LISTED ENTRIES -

*-*-*

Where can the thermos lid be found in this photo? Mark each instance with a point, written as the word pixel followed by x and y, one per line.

*-*-*

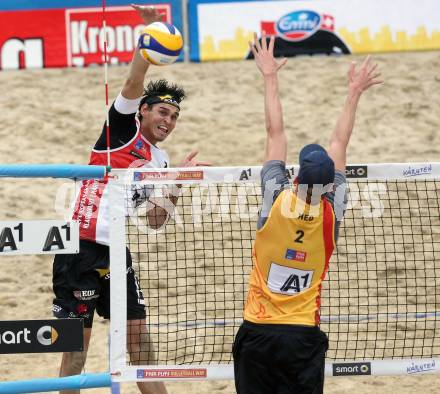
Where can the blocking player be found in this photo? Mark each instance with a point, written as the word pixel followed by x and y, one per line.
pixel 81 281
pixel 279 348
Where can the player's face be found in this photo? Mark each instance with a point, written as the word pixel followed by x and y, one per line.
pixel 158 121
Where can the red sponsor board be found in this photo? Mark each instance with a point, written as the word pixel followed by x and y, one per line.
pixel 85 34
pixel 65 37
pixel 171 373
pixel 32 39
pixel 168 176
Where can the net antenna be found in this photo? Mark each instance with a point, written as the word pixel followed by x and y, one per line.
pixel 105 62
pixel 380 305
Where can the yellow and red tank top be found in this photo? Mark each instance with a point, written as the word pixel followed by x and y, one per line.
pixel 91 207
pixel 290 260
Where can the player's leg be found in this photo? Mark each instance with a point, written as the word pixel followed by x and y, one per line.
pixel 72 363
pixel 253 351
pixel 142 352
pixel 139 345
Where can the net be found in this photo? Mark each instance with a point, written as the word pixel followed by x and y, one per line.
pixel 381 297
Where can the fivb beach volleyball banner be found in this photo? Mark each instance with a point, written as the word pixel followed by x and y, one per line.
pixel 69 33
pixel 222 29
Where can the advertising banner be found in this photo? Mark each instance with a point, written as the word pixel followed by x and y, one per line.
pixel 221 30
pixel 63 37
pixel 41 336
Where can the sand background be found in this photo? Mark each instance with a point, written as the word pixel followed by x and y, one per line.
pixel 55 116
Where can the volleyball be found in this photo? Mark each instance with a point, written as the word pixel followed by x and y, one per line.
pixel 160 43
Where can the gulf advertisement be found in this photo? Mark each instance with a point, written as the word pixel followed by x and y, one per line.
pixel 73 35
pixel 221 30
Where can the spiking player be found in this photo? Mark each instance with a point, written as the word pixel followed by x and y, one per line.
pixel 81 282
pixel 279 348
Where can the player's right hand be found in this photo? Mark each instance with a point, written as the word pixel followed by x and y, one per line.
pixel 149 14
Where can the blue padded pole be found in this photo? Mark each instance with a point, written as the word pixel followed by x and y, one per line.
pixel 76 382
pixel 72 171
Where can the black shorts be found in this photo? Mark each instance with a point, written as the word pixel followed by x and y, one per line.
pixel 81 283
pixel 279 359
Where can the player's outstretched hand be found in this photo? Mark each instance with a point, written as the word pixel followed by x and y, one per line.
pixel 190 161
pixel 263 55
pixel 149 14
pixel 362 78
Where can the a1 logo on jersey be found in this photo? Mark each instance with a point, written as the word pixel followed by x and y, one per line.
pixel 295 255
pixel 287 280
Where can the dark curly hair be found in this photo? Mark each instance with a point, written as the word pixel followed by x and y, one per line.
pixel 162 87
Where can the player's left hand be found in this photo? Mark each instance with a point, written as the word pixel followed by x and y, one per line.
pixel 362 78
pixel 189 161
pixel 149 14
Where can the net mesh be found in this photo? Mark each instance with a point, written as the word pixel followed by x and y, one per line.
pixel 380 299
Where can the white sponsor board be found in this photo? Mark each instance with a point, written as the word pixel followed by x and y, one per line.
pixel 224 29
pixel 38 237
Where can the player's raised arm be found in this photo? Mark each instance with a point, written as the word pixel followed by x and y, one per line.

*-*-*

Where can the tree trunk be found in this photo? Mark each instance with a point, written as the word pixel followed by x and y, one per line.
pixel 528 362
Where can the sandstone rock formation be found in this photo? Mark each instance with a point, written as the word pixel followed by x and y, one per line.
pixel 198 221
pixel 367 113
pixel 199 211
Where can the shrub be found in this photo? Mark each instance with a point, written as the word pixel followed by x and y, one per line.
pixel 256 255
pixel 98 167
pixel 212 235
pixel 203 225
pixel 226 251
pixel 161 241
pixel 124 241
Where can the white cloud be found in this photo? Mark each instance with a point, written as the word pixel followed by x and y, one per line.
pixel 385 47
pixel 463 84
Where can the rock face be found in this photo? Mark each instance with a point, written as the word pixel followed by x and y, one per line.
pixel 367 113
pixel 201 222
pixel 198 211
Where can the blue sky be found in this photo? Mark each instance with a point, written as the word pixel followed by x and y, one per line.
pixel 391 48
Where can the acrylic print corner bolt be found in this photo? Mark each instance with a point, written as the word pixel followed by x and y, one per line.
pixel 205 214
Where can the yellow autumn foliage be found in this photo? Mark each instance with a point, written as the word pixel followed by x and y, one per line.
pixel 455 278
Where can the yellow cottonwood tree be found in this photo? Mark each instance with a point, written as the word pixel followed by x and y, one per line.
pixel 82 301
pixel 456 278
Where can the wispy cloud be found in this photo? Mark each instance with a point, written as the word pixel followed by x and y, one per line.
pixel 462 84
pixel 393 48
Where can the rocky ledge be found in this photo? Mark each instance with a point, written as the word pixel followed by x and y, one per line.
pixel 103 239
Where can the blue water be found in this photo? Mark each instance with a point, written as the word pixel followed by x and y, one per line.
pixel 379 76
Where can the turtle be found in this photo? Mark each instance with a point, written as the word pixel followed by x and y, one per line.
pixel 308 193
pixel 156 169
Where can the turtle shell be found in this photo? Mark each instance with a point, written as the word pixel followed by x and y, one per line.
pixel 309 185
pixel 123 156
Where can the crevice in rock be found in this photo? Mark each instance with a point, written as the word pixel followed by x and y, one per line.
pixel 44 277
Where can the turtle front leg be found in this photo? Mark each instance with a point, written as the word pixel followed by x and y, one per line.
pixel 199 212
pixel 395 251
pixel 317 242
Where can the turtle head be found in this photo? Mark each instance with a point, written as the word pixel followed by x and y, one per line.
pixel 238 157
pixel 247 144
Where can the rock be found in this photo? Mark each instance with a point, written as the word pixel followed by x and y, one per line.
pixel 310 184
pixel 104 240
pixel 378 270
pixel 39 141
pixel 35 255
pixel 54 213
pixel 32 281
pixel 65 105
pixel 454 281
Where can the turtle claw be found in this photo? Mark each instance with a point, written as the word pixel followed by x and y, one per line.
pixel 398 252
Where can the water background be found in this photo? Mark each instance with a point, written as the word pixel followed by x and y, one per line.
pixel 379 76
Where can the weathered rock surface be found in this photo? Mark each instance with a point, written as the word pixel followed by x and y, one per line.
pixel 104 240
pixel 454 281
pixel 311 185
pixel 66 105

*-*-*

GIVEN PROBLEM -
Copy out the lines starting with the one containing "Where can the white sponsor" and ending with the one containing "Where can the player's raised", keeping every character as it is.

THE ANSWER -
Where can the white sponsor board be found in this photo? Mark each instance with a point, written as the word pixel followed by x and y, one per line.
pixel 224 29
pixel 38 237
Where can the player's raised arm be found in this photo? Mark each instance with a point, written as the word pixel followed by x and y, one per line.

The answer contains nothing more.